▸ **Written instruction A**
Reproduce the skydiving account below word for word, in full.

▸ **Excerpt to read**
We were booked in to do our jump the following day, with Mike & Rod from Canada (who we met on Fraser Island), with the thinking that we would each make sure the other jumped. We woke up the morning of our jump to torrential rains. Secretly we were pleased as it meant it may be cancelled and we would not have to jump to our death. It may have been a sign that we were not meant to jump. I also had another sign that morning when I tred to light the camp stove and it turned into a flame thrower.
I have always wanted to do a sky dive so I was quite surprised at how relieved I was that we couldn´t jump. James on the other hand wasn´t really that keen on the whole affair, but in true James style he couldn´t let a girl beat him, so he was jumping too.
However, while we were having lunch the same day the girl who arranges the jumps informed us we could still jump today as the weather has cleared, but if we were to go we had to go IMMEDIATELY! Oh my god, our stomaches did somersaults, but we said OK, let´s go now so we have less time to worry.

▸ **Written instruction B**
Collect every line of the records below that contains the string "water". Case counts.

▸ **Given data**

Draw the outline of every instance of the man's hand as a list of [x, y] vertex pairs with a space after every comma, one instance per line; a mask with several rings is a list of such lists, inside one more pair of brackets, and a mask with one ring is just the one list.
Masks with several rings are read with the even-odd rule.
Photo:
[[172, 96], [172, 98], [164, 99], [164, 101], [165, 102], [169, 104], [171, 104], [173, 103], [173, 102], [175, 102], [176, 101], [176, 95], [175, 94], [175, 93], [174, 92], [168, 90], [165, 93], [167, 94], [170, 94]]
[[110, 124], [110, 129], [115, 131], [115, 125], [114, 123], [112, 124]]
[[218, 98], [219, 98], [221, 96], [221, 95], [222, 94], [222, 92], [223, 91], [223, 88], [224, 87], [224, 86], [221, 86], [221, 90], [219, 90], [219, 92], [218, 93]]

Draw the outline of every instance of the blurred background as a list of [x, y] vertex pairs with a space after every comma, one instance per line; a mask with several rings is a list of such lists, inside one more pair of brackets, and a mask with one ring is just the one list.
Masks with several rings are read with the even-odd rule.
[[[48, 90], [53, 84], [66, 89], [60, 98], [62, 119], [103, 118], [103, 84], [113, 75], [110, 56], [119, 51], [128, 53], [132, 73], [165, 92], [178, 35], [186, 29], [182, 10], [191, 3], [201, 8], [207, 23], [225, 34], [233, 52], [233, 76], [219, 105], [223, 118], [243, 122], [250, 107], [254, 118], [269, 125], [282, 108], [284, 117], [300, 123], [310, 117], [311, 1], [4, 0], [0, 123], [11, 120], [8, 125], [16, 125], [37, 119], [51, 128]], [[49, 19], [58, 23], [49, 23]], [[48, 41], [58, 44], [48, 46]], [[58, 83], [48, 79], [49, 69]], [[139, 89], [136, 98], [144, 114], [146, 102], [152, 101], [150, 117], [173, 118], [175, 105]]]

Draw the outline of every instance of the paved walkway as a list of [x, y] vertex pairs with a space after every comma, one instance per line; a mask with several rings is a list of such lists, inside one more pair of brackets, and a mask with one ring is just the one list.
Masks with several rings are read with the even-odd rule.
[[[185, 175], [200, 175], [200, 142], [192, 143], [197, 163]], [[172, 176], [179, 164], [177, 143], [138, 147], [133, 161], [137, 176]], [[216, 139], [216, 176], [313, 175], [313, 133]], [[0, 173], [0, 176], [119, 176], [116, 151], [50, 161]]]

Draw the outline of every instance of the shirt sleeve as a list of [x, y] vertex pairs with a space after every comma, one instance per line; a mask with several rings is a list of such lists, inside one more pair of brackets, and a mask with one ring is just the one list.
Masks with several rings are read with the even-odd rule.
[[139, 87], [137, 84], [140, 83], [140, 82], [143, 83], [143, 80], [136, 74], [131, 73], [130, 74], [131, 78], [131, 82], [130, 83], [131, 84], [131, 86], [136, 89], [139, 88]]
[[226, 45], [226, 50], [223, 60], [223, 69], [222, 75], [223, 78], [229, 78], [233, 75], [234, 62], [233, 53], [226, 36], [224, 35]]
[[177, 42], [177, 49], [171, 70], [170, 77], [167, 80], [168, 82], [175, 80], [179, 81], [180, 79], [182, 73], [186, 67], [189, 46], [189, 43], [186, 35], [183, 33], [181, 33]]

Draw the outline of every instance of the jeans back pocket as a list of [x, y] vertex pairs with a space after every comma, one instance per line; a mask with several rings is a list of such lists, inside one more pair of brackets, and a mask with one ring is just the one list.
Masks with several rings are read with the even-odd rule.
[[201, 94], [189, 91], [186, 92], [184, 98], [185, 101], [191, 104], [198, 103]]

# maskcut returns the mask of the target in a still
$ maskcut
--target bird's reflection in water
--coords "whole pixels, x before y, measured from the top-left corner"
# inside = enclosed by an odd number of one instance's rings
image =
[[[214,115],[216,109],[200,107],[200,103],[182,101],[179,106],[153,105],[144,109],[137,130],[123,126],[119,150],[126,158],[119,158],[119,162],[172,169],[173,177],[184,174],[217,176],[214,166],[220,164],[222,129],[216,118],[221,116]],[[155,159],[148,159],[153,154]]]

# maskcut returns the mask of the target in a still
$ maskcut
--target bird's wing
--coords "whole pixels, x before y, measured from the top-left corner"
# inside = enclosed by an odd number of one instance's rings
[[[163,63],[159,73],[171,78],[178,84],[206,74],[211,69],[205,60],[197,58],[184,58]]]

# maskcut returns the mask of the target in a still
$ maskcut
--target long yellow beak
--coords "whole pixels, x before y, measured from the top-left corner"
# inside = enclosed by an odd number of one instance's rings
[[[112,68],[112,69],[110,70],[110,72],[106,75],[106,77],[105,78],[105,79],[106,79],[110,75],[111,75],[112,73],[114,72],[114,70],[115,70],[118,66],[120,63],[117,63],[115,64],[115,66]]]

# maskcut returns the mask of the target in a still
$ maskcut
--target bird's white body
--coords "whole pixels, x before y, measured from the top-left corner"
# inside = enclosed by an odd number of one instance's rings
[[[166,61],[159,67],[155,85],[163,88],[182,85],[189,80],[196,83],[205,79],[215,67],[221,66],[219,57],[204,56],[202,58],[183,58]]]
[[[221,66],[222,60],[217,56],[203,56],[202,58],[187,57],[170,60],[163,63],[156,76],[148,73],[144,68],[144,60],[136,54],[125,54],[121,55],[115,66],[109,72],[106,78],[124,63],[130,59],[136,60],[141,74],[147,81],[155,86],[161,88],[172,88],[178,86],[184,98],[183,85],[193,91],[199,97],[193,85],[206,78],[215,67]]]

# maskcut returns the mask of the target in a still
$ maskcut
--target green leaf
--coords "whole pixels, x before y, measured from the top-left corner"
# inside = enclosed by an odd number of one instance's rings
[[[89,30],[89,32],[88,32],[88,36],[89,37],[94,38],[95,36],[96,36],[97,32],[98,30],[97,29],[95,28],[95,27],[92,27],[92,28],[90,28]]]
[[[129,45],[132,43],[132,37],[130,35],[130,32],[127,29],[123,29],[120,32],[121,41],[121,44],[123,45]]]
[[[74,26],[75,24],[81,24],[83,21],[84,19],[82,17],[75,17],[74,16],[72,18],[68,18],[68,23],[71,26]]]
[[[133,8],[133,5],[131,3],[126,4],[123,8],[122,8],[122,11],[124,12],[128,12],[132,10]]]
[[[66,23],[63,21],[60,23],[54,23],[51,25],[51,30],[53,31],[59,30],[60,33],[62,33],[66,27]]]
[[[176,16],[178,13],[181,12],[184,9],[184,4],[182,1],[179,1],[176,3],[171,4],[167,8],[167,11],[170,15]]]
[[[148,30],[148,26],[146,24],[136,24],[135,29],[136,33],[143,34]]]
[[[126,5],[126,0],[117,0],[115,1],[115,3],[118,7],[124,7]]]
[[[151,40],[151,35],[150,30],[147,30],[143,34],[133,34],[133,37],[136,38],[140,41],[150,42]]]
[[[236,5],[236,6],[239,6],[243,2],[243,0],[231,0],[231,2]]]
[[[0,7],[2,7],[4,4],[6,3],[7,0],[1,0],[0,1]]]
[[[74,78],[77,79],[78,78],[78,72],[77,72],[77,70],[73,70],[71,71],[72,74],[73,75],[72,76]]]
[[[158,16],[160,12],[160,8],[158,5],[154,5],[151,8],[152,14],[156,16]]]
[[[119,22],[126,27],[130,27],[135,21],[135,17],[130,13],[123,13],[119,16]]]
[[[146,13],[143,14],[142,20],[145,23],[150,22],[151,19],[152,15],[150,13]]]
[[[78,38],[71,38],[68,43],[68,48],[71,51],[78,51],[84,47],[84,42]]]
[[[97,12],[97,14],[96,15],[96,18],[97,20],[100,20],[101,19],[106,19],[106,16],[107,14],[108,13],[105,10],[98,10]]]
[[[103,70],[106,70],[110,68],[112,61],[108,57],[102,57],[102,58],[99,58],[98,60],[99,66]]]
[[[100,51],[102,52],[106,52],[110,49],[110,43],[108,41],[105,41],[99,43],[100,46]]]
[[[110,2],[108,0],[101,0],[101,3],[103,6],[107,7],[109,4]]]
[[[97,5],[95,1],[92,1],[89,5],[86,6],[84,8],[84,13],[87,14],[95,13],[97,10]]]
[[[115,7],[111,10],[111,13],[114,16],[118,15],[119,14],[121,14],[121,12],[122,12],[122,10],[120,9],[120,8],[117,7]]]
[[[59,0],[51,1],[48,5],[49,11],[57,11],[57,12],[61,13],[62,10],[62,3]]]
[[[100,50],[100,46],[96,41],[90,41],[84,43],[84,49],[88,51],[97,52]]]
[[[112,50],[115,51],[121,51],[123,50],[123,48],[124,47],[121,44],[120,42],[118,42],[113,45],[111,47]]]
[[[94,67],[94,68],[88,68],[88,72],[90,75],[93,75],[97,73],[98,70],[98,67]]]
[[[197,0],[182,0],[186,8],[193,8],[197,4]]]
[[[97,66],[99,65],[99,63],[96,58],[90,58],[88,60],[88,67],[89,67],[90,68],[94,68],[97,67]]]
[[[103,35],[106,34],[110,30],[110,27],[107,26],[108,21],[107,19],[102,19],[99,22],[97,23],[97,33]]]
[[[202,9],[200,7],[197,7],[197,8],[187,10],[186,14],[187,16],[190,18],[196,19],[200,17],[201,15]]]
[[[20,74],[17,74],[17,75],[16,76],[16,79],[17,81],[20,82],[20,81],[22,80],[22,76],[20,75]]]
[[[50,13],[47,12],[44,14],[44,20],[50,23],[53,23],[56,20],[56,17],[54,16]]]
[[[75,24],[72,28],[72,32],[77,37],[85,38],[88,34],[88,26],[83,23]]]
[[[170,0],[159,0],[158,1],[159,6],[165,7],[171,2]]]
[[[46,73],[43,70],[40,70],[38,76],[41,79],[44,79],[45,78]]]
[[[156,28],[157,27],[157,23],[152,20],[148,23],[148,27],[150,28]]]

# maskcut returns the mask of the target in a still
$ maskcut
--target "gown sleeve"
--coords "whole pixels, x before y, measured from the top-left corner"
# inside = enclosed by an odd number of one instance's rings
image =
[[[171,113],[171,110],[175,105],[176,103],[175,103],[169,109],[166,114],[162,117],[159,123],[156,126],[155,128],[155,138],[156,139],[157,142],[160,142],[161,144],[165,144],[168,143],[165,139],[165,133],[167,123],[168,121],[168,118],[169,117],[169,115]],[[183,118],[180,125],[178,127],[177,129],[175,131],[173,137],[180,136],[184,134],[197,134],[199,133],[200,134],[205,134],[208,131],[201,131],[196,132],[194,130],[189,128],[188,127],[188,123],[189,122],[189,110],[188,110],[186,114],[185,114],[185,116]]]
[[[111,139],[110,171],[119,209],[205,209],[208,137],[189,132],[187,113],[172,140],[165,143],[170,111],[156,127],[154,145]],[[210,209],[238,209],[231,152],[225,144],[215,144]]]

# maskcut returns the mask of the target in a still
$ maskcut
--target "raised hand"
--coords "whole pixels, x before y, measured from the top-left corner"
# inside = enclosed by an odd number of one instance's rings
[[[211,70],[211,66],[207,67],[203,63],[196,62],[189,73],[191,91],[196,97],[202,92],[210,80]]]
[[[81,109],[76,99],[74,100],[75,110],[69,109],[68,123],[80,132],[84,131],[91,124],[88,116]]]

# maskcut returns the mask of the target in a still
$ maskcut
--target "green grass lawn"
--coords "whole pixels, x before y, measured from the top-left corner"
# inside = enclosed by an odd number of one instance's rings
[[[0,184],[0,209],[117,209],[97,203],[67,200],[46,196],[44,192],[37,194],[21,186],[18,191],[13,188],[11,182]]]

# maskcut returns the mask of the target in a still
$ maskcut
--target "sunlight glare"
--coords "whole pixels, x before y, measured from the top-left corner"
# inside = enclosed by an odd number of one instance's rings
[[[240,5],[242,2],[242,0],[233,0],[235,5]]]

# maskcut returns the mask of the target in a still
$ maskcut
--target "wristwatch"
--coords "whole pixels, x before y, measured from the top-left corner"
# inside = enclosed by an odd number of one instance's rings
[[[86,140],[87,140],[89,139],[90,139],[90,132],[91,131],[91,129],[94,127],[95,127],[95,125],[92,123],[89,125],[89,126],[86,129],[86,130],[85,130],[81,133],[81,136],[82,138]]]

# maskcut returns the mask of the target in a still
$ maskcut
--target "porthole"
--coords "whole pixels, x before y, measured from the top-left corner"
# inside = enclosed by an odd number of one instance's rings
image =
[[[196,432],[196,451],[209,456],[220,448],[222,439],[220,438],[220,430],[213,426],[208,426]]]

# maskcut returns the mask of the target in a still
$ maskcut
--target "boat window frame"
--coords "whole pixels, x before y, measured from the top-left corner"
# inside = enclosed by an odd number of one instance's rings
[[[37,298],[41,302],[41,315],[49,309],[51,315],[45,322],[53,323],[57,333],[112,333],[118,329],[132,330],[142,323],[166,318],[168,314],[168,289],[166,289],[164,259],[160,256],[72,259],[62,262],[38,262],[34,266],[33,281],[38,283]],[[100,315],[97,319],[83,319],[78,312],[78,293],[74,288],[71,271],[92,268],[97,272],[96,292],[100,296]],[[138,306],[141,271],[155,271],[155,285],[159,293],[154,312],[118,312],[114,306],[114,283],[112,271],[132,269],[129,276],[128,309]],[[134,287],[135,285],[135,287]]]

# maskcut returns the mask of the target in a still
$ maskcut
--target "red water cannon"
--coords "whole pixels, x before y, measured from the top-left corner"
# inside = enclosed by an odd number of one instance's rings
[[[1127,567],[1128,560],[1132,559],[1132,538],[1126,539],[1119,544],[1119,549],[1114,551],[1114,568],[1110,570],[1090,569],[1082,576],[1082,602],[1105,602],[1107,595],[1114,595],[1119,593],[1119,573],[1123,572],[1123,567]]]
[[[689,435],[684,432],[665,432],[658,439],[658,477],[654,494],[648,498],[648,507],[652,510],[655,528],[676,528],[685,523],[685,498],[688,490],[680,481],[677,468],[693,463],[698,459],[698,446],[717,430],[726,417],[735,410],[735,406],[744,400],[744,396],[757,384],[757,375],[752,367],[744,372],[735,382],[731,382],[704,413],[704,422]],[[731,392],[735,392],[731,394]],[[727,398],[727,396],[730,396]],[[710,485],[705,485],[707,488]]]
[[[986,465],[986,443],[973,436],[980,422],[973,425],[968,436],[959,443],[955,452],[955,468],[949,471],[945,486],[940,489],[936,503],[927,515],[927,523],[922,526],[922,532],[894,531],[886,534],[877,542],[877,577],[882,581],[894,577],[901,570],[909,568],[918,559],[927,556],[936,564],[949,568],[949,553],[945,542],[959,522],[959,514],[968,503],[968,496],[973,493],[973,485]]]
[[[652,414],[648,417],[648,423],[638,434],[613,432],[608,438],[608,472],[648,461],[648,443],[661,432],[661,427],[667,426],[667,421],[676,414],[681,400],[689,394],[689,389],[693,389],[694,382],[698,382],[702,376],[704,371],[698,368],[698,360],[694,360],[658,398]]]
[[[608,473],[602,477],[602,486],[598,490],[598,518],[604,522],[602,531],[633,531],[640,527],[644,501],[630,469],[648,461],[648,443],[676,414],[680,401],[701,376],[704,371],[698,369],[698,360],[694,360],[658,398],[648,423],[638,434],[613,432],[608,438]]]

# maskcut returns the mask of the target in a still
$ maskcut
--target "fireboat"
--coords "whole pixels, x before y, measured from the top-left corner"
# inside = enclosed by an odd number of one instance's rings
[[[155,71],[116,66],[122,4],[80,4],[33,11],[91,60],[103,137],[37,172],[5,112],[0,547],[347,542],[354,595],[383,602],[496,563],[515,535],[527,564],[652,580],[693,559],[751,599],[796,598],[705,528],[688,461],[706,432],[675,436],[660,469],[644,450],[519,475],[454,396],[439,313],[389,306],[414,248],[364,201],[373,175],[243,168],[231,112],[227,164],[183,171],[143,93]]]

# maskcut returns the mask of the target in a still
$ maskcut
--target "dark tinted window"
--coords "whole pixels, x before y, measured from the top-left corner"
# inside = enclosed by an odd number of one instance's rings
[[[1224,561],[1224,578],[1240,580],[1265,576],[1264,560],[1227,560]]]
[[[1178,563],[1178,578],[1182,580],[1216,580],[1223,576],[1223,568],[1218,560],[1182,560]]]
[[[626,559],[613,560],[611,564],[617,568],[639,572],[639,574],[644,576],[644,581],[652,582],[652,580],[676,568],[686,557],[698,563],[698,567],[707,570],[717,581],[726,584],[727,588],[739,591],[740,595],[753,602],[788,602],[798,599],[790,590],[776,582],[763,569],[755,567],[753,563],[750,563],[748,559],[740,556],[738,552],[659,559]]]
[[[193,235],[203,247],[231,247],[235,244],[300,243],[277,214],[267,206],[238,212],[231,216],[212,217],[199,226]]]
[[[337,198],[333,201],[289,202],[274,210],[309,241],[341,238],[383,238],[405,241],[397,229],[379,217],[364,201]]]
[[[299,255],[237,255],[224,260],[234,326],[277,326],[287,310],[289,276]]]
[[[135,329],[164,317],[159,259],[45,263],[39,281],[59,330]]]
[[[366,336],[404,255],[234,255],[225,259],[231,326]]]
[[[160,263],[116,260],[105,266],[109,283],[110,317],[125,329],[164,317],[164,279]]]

▸ **Expected output A**
We were booked in to do our jump the following day, with Mike & Rod from Canada (who we met on Fraser Island), with the thinking that we would each make sure the other jumped. We woke up the morning of our jump to torrential rains. Secretly we were pleased as it meant it may be cancelled and we would not have to jump to our death. It may have been a sign that we were not meant to jump. I also had another sign that morning when I tred to light the camp stove and it turned into a flame thrower.
I have always wanted to do a sky dive so I was quite surprised at how relieved I was that we couldn´t jump. James on the other hand wasn´t really that keen on the whole affair, but in true James style he couldn´t let a girl beat him, so he was jumping too.
However, while we were having lunch the same day the girl who arranges the jumps informed us we could still jump today as the weather has cleared, but if we were to go we had to go IMMEDIATELY! Oh my god, our stomaches did somersaults, but we said OK, let´s go now so we have less time to worry.

▸ **Expected output B**
--target bird's reflection in water
--target "red water cannon"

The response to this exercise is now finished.